### Exercise goal
Can you reproduce the material below with every "photograph" replaced by "image", keeping everything else the same and omitting the pictures?

(Dataset rows on where objects appear)
--- start ---

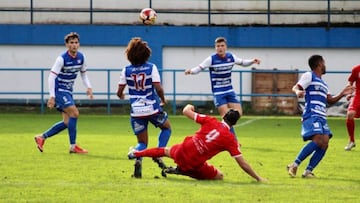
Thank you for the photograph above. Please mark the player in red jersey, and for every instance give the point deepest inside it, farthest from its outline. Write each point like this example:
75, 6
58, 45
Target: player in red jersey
354, 107
192, 154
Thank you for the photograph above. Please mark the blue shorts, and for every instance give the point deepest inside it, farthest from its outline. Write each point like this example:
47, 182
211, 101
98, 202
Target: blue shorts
314, 125
226, 98
63, 100
139, 124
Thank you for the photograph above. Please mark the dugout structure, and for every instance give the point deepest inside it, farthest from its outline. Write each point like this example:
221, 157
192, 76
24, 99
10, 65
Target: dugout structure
272, 91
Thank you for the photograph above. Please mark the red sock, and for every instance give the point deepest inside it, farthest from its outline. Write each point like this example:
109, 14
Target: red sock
350, 125
152, 152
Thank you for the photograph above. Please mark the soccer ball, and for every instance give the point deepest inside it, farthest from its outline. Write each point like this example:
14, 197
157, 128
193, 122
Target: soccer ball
148, 16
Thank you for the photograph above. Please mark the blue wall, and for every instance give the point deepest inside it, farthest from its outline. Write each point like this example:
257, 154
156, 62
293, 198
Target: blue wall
183, 36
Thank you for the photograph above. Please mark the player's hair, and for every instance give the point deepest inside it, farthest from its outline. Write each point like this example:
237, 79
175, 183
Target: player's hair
220, 39
70, 36
137, 51
231, 117
314, 61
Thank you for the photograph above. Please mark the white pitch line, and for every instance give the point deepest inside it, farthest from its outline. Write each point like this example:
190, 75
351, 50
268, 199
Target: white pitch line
247, 122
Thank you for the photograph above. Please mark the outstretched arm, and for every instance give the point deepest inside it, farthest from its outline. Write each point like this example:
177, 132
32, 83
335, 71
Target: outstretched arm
120, 91
189, 111
346, 91
247, 168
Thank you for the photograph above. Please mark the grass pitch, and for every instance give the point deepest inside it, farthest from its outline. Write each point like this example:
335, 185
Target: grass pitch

--- end ---

### Reply
Thank you for the image above. Please mark the player in red jersey, and for every instance give the point deepest inside it, farthest from its outline. Write each point like this example:
75, 6
58, 45
Target: player in red jersey
354, 107
192, 154
Thank you for the image above. Please mark the blue shorts, and for every instance give the point deepest inside it, farthest from its outline. Write each point like this example:
47, 182
211, 101
98, 202
Target: blue shorts
314, 125
226, 98
63, 100
139, 124
Thank you for the image above. Please mark the dugout structure, and for every instance give the point deepest inside it, farthest from its outline. Write each point like this example:
221, 157
192, 76
24, 99
10, 65
Target: dugout structure
272, 91
Thank you for the image above. Please mark the red sock, and for every instance give the point deepest inside it, farthest from its outline. Write each point like this example:
109, 14
Target: red sock
350, 125
152, 152
Thank you for the image above. Please mark the soccer ball, and for every instance give the point deepest inside it, farthest from its outline. Write each point like this example:
14, 197
157, 128
193, 122
Target: soccer ball
148, 16
Thank you for the image above. Please mark the blue wall, and for every instance give the point deepest inside it, farthest from its outline. Write each point like this example:
257, 154
156, 62
293, 198
Target: blue wall
183, 36
Thank you for the image above. Please mark the player's hair, and for every instance give the point deepest inside it, farthest from its outline. Write each point like this example:
237, 79
175, 183
Target: player's hair
220, 39
70, 36
137, 51
231, 117
314, 61
Thank you for the image above. Please mark the white pitch line, and for every instance give the point deepest inside it, farthest from its outline. Write each point like this example:
190, 75
351, 50
268, 199
Target: white pitch line
247, 122
Thank you for the image above. Please mark the outstretched arm, and for every instance give the point deepest inside it, farthest from its outline. Write each point like this example:
177, 132
32, 83
335, 71
Target: outstretched arm
120, 91
189, 111
346, 91
247, 168
Thank you for the image above. Please mark the grass pitch, and for every instance give the point deepest inside it, farthest from its outline. Write each point like this example:
335, 185
Target: grass pitch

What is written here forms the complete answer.